[Aim 1]
According to the curves and web servers post, what argument had to be added to the draw_arc function to complete the curves?
[Aim 2]
Reproduce the passage of the curves and web servers post starting at "First we iterate" and ending at "the next entity.".

Curves and web servers

Last week, we started to think about curves. This week, we’ve mostly finished the curves in roads. There is still one thing to be done, which is reducing the radius of the curve to make it fit the space available, but this should not be too difficult, so can wait a bit.

However, to complete the curves, we had to add a clockwise argument to the draw_arc function.

const direction: f32 = if (clockwise) -1 else 1;

var angle: f32 = start;
const sweep: f32 =
    if (clockwise)
        @mod(start - end, std.math.tau)
    else
        @mod(end - start, std.math.tau);

const segments: usize =
    @max(3, @as(usize, @intFromFloat(num * sweep / std.math.tau)));

The important thing here is that the number of segments to draw should be related to the angular sweep from the start angle to the end angle. Once that is calculated, the way we draw the arc is pretty much the same as before.

The CurveUpdateRequired component feeds into the update_curves_system that does all the fun stuff.

fn update_curves_system(iter: *const ng.SystemIterator) void {
    for (iter.entities) |entity| {

First we iterate over all the entities that match this system.

const node = entity.get(com.Node) orelse continue;

const curve = entity.getPtr(com.Curve) orelse continue;

Then we get the node and a mutable curve components from this entity, otherwise we continue to the next entity.

const radius: ng.Vec2 = @splat(curve.radius);

const from_link = curve.from.get(com.Link) orelse return;
const from = if (from_link.start == entity) from_link.end else from_link.start;

const to_link = curve.to.get(com.Link) orelse return;
const to = if (to_link.start == entity) to_link.end else to_link.start;
const from_node = from.get(com.Node) orelse return;
const to_node = to.get(com.Node) orelse return;

We get a bunch of information from the curve. The from and to links are obtained. Note, that the curve could be at the start or end of each link, so we check the start field of the link and use that or the end field.

Finally, we get the Node component for the from and to entities.

[Given entries]
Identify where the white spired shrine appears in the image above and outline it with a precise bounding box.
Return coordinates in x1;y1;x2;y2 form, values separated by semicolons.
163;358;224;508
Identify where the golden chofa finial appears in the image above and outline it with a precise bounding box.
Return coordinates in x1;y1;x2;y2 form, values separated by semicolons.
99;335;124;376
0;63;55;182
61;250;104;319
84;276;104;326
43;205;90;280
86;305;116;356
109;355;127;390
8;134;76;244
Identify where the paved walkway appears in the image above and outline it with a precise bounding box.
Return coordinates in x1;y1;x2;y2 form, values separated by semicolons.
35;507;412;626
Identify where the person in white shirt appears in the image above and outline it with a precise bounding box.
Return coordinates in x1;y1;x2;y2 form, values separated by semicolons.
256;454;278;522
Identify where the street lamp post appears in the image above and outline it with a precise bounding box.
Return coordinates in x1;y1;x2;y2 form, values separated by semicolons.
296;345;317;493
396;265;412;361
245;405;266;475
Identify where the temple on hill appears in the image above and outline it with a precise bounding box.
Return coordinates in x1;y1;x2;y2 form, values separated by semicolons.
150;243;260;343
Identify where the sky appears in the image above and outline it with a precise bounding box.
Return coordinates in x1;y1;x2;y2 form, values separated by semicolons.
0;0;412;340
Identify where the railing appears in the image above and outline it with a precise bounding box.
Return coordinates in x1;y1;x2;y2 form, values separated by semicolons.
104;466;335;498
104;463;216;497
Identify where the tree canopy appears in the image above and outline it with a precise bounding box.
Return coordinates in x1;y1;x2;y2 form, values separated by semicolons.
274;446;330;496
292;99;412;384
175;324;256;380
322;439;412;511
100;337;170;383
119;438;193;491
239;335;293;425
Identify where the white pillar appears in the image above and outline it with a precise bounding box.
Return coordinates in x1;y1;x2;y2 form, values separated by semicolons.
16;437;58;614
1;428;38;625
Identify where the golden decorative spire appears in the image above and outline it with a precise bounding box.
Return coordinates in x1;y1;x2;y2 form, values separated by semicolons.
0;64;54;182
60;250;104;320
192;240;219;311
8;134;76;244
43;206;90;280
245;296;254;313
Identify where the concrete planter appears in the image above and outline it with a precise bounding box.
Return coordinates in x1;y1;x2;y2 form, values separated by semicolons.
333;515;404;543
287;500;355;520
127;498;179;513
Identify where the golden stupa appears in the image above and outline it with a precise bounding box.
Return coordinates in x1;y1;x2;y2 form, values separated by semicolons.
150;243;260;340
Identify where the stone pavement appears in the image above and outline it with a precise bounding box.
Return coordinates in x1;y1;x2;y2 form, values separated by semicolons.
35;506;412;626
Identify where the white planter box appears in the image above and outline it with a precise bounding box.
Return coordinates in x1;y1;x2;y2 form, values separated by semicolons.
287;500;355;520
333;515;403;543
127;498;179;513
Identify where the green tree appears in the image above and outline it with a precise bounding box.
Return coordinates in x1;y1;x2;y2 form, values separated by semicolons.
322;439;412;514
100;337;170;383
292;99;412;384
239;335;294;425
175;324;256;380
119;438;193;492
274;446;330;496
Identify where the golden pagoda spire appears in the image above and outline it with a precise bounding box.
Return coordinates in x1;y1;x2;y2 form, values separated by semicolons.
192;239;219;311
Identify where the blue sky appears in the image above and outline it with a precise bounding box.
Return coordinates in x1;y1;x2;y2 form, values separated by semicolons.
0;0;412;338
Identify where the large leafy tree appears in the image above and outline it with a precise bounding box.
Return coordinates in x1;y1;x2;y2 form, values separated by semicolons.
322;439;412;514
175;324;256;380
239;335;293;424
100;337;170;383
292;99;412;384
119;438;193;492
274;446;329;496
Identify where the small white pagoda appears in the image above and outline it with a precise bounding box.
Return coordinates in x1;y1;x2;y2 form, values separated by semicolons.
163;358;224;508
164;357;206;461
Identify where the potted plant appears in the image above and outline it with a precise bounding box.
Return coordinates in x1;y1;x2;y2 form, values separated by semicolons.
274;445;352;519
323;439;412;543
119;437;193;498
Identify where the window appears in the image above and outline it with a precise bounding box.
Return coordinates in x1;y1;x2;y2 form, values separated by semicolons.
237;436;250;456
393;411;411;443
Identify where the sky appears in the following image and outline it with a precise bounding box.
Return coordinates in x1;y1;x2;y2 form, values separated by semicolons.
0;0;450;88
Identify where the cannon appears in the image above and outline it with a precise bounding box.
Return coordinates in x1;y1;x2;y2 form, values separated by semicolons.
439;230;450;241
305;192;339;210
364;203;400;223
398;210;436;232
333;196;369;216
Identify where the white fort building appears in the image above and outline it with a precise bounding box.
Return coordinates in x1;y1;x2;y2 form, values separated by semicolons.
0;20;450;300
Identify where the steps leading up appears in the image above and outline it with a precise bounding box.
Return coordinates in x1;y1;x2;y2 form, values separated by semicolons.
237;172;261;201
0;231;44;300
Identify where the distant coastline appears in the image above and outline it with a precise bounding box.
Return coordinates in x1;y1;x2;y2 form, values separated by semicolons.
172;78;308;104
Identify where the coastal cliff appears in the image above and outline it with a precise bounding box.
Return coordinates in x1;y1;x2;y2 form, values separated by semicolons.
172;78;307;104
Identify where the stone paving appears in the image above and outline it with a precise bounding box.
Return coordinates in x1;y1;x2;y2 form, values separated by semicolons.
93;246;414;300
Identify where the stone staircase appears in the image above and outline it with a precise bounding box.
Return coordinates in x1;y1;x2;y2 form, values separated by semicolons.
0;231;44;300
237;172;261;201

[Exercise result 1]
A clockwise argument.

[Exercise result 2]
First we iterate over all the entities that match this system.

const node = entity.get(com.Node) orelse continue;

const curve = entity.getPtr(com.Curve) orelse continue;

Then we get the node and a mutable curve components from this entity, otherwise we continue to the next entity.